記述課題 1:
次の(a)〜(c)が肌色に関する文章の内容と合っているかどうか、それぞれ「はい」か「いいえ」で答え、判断の決め手となる本文の語句をそのまま引用してください。
(a) 今の子ども達は肌色を知らない。
(b) 肌色が使われなくなったのは、男女差別が関わる問題だからだ。
(c) クレヨンや色鉛筆には今も「肌色」という名称が残っている。
記述課題 2:
肌色に関する文章を読み、次の問いに答えてください。
(a) 今回の内容は誰の授業から抜粋されたものですか。
(b) 「肌色」といえばどんな色のことだと書かれていますか。
(c) 肌色という名称の歴史とともに、何との関わりが分かると理解が深まるとされていますか。
記述課題 3: 肌色に関する文章の「そこで肌色が使われなくなった背景と合わせて、社会の授業をすることにしました。」から「今は「薄橙」「ペールオレンジ」」まで（両端を含む）を、「授業」を「講義」に置き換えて書き改めてください。

実は以前まであった肌色という色は、使われなくなったのです。
なぜなら、これは人種差別が関わる問題だからです。
最近は人種差別よりも男女差別の方が話題になることが多いのですが、世界で見ると人種差別はまだまだ残っているのが実情。
肌色もその矢面に立たされてしまったんですね。
そこで肌色が使われなくなった背景と合わせて、社会の授業をすることにしました。
今回はそんなファイの授業から抜粋しました。
一見受験とは関係なさそうですが、肌色という名称の歴史と仏教との関わりが分かると、大きな時代の流れにもつながって理解が深まります。
これだけで一つの歴史が語れるほど奥が深い内容なのです。
ぜひ使えそうなところだけでも頭に留めておいて、子どもと色の話をする機会が来た時に話してあげて下さい。
今は「薄橙」「ペールオレンジ」
「肌色」といえばベージュっぽい色のこと。
今の親世代、それ以上の世代では肌色を知らない人はいないでしょう。
しかし、今の子ども達は肌色を知りません。
クレヨンや色鉛筆から「肌色」の名称が消えたためです。

データ部分:
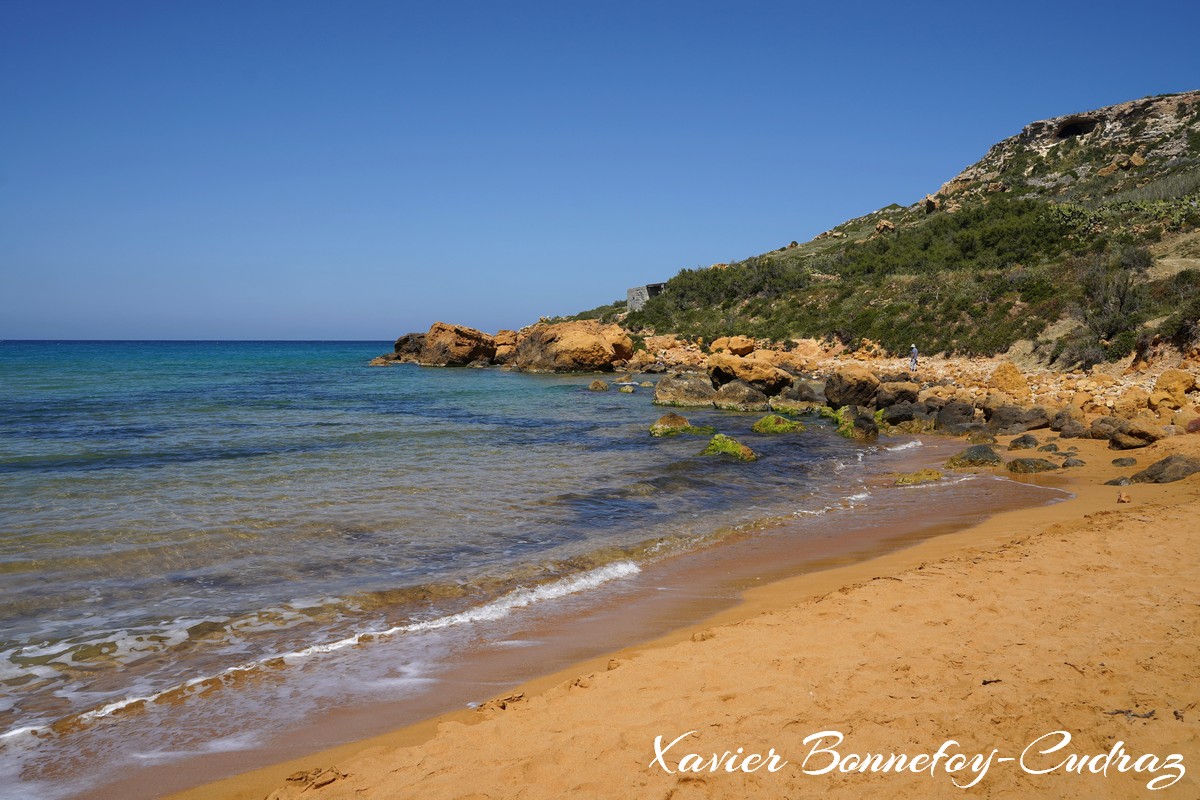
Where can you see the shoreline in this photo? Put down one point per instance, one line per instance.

記述解答 1:
(a) はい。「しかし、今の子ども達は肌色を知りません。」
(b) いいえ。「なぜなら、これは人種差別が関わる問題だからです。」
(c) いいえ。「クレヨンや色鉛筆から「肌色」の名称が消えたためです。」

記述解答 2:
(a) ファイの授業
(b) ベージュっぽい色
(c) 仏教

記述解答 3:
そこで肌色が使われなくなった背景と合わせて、社会の講義をすることにしました。
今回はそんなファイの講義から抜粋しました。
一見受験とは関係なさそうですが、肌色という名称の歴史と仏教との関わりが分かると、大きな時代の流れにもつながって理解が深まります。
これだけで一つの歴史が語れるほど奥が深い内容なのです。
ぜひ使えそうなところだけでも頭に留めておいて、子どもと色の話をする機会が来た時に話してあげて下さい。
今は「薄橙」「ペールオレンジ」